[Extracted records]
^^^^

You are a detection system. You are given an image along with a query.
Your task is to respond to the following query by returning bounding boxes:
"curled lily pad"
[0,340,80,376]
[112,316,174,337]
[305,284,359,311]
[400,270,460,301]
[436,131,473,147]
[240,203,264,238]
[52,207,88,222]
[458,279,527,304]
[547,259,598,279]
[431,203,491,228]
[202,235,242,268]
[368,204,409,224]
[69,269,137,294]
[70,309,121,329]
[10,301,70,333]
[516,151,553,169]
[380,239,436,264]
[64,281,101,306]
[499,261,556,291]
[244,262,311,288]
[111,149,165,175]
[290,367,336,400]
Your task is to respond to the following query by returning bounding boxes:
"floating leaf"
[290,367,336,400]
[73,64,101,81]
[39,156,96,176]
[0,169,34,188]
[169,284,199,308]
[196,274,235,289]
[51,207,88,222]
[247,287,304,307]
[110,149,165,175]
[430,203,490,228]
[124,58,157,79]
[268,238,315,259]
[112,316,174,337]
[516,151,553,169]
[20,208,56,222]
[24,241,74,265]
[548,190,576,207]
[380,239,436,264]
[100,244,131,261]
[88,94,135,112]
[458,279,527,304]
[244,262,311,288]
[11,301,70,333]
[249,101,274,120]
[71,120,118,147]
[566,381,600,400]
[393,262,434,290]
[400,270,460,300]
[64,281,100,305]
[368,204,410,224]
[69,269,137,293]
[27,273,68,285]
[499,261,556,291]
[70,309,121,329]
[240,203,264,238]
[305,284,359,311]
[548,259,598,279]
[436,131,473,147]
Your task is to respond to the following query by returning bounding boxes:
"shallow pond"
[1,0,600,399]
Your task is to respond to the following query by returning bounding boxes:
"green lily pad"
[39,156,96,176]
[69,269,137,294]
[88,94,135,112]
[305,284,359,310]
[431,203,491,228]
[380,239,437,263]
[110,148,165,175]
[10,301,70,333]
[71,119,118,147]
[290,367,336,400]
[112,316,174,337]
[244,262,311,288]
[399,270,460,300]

^^^^

| Task requirements |
The answer must be all of the entries, restated exactly.

| Exercise result |
You are a detection system. You are given an image along with a query.
Your task is to respond to the following query by returning bounding boxes:
"curled lily pad"
[0,340,80,376]
[112,316,174,337]
[305,284,359,311]
[400,270,460,301]
[436,131,473,147]
[240,203,264,238]
[52,207,88,222]
[458,279,527,304]
[547,259,598,279]
[431,203,491,228]
[202,235,242,268]
[368,204,409,224]
[69,269,137,294]
[70,309,121,329]
[10,301,70,333]
[516,151,553,169]
[380,239,436,264]
[64,281,101,306]
[499,261,556,291]
[244,262,311,288]
[111,149,165,175]
[290,367,336,400]
Your task is to respond to the following query by returning bounding boxes:
"floating leaf"
[290,367,336,400]
[73,64,101,81]
[39,156,96,176]
[0,169,34,188]
[169,284,199,308]
[196,274,235,289]
[51,207,88,222]
[247,287,304,307]
[110,149,165,175]
[430,203,490,228]
[124,58,157,79]
[268,238,315,259]
[112,316,174,337]
[516,151,553,169]
[20,208,56,222]
[24,241,74,265]
[548,190,576,207]
[380,239,436,264]
[100,244,131,261]
[88,94,135,112]
[458,279,527,304]
[244,262,311,288]
[11,301,70,333]
[249,101,274,120]
[71,120,118,147]
[566,381,600,400]
[393,262,434,290]
[400,270,460,300]
[64,281,100,305]
[368,204,410,224]
[69,269,137,293]
[27,273,68,285]
[499,261,556,291]
[70,309,121,329]
[240,203,264,238]
[305,284,359,311]
[548,259,598,279]
[436,131,473,147]
Your task is to respond to the following query by returning bounding boxes:
"shallow pond"
[1,0,600,399]
Your task is to respond to the following query by returning bounding boxes:
"green lily pad"
[39,156,96,176]
[69,269,137,294]
[88,94,135,112]
[305,284,359,310]
[431,203,491,228]
[380,239,437,263]
[110,148,165,175]
[10,301,70,333]
[71,119,118,147]
[290,367,336,400]
[112,316,174,337]
[244,262,311,288]
[399,270,460,300]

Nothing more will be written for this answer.